• _Exercise brief_:
After reading the entries below, copy word for word the lines from the first through the line containing "[tag] rocky cliff", and stop there.

• _Data for analysis_:

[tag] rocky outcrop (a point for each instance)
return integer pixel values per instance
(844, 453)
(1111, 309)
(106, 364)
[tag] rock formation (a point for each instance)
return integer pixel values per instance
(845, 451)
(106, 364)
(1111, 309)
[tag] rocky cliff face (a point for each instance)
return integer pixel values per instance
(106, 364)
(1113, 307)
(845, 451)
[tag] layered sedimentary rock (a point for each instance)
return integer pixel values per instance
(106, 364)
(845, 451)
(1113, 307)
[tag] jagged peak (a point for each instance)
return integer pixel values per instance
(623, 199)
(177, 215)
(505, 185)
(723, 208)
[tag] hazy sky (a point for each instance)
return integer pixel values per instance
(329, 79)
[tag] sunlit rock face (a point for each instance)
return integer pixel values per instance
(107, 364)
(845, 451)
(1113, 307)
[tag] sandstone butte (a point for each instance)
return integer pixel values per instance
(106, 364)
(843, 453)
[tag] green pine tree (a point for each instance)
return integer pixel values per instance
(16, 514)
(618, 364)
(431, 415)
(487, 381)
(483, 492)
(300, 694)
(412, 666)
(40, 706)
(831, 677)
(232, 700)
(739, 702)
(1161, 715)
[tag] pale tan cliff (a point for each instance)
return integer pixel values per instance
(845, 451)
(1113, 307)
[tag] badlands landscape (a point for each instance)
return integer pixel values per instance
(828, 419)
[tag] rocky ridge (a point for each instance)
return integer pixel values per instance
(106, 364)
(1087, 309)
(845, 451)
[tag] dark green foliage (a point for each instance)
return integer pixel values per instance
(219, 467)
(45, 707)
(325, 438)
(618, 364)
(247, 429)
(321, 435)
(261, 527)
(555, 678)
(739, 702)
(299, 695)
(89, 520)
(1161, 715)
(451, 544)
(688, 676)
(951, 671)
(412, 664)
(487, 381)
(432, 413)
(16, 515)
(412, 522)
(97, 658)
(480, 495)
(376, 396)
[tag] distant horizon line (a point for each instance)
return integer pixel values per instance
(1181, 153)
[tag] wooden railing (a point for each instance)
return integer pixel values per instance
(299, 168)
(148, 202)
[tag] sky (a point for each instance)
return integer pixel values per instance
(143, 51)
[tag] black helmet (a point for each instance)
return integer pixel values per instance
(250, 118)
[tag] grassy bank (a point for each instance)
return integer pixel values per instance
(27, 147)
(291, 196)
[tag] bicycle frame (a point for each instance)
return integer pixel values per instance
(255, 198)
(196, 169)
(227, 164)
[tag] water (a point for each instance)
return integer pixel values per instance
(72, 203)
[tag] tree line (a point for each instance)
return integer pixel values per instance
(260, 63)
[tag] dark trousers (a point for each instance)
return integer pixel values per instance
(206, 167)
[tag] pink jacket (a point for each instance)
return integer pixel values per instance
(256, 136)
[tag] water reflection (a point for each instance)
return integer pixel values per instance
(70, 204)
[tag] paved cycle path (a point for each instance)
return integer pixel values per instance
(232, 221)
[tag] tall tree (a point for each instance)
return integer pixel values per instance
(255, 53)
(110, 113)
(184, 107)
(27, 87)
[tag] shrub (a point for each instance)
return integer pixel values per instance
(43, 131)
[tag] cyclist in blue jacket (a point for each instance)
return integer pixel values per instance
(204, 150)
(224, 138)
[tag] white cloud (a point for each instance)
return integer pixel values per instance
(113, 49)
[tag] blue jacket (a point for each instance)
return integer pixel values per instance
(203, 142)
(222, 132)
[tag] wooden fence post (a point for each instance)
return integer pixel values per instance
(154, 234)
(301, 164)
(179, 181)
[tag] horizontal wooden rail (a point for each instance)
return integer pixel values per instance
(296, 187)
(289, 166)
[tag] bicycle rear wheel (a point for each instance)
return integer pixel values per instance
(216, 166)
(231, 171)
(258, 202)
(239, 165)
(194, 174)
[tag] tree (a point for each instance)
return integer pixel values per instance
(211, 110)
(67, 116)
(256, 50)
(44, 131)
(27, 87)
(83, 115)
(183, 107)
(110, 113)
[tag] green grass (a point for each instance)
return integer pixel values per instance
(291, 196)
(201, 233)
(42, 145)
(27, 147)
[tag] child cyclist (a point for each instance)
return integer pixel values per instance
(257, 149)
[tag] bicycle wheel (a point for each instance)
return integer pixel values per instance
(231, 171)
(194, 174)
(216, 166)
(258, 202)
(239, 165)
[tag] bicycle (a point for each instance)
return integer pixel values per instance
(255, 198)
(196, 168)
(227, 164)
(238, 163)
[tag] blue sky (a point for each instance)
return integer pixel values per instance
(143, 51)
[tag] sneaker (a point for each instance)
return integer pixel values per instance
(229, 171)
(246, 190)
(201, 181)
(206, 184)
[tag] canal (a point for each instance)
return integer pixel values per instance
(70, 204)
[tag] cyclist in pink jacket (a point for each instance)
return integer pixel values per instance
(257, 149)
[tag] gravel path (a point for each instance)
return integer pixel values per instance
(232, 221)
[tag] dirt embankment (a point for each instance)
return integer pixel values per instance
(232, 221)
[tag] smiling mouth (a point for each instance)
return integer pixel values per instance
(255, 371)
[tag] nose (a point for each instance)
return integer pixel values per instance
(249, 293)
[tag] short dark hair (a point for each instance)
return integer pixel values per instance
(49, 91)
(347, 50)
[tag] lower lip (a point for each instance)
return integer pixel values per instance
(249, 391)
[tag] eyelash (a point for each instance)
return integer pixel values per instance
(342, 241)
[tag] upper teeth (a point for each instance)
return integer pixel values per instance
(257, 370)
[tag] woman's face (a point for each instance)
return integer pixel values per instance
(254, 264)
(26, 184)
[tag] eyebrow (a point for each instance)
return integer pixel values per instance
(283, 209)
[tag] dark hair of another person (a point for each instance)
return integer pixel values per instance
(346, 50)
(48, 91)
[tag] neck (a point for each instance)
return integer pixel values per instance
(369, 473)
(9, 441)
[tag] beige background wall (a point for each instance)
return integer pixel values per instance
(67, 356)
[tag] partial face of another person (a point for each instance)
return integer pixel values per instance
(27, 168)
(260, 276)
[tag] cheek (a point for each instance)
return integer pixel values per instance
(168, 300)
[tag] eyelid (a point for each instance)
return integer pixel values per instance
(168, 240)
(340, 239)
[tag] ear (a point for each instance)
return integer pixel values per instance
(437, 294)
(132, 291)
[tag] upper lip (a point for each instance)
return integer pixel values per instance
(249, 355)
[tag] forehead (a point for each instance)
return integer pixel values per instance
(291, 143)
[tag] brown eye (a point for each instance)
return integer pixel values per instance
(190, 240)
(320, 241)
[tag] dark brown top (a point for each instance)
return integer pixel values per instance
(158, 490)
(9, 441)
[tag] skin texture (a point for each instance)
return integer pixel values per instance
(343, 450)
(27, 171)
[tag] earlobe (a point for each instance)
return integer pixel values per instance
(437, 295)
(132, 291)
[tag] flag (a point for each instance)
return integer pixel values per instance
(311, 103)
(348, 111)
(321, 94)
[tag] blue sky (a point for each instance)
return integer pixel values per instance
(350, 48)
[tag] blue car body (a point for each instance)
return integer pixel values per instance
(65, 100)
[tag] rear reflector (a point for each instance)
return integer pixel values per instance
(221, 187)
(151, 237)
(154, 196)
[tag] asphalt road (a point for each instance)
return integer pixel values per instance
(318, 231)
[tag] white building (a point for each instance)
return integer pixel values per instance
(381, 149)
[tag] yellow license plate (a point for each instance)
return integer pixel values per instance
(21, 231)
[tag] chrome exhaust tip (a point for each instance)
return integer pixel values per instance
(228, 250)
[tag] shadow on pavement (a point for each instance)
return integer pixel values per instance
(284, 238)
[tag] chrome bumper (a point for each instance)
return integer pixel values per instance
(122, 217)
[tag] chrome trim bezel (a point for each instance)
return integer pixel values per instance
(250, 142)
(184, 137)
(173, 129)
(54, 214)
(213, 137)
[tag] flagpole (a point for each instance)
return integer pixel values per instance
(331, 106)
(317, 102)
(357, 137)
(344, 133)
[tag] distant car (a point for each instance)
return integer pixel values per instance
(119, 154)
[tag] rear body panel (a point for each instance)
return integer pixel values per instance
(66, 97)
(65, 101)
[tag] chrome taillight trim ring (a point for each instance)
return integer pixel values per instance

• _Solution to the problem_:
[tag] rocky outcrop (a point for each instance)
return integer pixel values per instance
(844, 453)
(1111, 309)
(106, 364)
[tag] rock formation (a point for each instance)
return integer pixel values per instance
(845, 451)
(106, 364)
(1111, 309)
[tag] rocky cliff face (a point for each instance)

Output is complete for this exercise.